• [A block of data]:
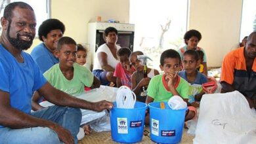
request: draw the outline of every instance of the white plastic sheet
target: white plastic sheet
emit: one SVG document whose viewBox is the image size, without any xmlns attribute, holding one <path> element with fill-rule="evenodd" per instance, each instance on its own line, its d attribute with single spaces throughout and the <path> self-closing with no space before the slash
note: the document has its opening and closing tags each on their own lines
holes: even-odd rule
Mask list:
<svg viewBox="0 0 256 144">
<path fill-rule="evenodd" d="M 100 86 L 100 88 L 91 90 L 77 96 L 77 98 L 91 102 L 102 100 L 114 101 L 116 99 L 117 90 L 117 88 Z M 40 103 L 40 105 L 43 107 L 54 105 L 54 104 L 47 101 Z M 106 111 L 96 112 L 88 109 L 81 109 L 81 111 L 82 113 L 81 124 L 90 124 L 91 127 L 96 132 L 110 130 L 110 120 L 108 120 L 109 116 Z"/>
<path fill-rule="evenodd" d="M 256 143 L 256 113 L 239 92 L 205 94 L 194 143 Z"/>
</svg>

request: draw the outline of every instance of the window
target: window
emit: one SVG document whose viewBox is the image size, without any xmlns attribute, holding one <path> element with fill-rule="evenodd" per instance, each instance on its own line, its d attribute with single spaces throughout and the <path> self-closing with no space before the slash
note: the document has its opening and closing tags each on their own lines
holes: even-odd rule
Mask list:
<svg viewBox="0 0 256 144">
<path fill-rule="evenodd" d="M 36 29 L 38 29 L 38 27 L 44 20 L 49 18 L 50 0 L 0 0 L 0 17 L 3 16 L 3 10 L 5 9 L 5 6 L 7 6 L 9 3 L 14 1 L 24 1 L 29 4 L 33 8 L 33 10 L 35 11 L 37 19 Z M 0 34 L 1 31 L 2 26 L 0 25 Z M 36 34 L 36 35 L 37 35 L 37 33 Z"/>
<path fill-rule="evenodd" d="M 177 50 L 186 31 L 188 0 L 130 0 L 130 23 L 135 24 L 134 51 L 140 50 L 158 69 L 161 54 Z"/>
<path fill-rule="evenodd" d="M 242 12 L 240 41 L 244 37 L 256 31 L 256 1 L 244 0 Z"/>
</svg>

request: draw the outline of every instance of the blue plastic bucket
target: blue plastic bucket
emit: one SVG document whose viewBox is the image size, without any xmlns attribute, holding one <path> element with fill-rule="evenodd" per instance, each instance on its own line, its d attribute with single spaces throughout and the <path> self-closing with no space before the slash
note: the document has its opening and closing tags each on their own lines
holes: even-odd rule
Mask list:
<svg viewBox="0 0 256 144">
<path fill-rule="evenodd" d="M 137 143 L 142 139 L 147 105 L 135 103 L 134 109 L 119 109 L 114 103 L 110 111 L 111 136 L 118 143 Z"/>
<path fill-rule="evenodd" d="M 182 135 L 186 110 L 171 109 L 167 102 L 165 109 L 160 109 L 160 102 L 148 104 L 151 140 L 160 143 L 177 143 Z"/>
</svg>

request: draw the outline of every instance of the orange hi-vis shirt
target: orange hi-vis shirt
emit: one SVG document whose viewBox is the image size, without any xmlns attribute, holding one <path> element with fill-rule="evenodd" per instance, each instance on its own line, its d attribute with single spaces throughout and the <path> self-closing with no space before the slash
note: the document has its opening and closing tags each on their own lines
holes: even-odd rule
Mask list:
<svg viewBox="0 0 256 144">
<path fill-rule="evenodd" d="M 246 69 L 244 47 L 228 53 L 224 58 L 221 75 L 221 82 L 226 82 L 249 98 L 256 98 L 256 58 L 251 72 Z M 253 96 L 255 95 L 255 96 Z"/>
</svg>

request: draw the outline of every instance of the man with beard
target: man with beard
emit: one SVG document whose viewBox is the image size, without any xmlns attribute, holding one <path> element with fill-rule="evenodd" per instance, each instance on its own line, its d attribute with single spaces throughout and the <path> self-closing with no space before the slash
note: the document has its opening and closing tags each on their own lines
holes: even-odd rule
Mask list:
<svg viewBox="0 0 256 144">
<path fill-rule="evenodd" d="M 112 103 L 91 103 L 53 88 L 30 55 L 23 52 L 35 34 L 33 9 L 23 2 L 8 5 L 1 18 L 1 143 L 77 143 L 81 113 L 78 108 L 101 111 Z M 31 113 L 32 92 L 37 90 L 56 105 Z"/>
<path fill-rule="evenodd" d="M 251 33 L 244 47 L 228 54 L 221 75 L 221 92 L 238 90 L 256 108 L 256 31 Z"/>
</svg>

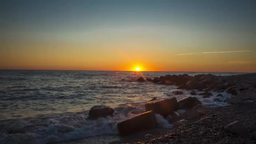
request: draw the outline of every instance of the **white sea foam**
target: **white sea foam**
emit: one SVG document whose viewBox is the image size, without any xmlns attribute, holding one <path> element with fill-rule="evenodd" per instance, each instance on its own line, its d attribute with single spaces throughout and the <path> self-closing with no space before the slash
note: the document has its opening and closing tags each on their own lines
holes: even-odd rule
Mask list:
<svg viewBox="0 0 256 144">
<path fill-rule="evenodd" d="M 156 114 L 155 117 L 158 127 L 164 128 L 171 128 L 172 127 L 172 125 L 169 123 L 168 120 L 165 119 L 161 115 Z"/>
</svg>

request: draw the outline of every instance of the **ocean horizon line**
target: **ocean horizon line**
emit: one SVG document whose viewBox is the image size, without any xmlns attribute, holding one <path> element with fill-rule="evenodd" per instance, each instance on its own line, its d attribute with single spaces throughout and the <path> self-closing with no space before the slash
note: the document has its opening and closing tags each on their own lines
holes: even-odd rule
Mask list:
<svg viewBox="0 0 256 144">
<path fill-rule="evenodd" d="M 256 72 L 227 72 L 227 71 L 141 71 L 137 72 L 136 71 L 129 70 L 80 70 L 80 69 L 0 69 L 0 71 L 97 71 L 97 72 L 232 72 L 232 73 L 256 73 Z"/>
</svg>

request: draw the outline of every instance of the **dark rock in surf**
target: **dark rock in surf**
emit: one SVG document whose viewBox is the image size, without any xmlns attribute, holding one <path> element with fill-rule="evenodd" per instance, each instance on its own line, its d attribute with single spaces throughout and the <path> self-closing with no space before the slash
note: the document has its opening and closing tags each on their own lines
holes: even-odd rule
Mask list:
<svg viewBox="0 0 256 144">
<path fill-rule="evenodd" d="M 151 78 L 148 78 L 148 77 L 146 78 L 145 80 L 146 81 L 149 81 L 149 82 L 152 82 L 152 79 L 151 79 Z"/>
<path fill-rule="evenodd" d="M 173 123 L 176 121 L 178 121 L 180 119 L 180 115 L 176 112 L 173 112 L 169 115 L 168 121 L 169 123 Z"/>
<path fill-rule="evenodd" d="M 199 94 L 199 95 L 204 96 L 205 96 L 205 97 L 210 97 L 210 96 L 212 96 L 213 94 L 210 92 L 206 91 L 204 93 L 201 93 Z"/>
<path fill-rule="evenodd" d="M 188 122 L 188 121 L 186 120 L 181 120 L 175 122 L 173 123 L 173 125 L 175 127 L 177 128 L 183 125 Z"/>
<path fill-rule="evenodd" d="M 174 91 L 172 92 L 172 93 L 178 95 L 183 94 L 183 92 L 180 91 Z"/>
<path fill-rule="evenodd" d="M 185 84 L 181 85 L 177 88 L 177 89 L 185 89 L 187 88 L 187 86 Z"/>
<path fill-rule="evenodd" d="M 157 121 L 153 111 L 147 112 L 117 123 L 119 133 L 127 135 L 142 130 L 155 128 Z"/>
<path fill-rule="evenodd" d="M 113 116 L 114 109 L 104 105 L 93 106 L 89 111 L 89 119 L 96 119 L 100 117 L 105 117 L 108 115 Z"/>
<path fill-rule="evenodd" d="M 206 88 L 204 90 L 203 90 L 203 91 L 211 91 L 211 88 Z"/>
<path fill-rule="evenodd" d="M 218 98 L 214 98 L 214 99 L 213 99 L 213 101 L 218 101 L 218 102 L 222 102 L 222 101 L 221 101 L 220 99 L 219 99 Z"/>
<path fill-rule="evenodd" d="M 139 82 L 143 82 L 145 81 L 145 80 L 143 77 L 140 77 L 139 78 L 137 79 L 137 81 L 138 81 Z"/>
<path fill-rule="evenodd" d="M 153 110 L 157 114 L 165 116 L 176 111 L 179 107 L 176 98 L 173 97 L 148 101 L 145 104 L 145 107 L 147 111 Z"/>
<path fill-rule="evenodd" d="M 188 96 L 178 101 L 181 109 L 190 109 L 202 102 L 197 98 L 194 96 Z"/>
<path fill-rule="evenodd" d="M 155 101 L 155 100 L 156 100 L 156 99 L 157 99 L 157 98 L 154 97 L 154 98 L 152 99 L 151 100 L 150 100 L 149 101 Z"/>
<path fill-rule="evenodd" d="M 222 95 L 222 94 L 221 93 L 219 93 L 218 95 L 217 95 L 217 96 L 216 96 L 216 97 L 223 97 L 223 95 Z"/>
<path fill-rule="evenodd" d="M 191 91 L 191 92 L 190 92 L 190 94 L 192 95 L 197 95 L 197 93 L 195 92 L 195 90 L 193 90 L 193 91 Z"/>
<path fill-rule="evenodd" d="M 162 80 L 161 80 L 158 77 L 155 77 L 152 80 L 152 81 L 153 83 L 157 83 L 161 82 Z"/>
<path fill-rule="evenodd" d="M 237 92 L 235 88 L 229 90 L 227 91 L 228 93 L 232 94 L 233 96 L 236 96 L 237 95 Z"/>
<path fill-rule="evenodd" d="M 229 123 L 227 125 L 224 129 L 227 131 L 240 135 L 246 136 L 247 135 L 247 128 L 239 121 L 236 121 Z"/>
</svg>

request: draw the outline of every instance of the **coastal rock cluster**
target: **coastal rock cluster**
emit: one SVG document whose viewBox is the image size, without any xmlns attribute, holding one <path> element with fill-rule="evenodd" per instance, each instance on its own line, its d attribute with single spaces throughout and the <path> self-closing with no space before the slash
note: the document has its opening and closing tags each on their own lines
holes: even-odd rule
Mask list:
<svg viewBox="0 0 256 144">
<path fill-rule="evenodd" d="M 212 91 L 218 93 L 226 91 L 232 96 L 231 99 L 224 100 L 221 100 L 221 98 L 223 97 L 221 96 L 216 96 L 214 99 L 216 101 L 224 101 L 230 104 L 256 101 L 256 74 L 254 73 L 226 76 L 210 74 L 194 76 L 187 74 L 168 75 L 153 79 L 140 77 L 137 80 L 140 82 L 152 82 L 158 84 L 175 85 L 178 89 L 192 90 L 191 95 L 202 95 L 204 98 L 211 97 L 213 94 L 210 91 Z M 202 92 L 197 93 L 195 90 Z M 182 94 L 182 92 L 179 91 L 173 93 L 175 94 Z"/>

• [Set task]: Please format the material from the line with "request: draw the outline of every instance of the man" to the line with "target: man with beard", both included, as a numbered list with any blank lines omitted.

• [Completed exercise]:
1. request: draw the outline of every instance of the man with beard
2. target: man with beard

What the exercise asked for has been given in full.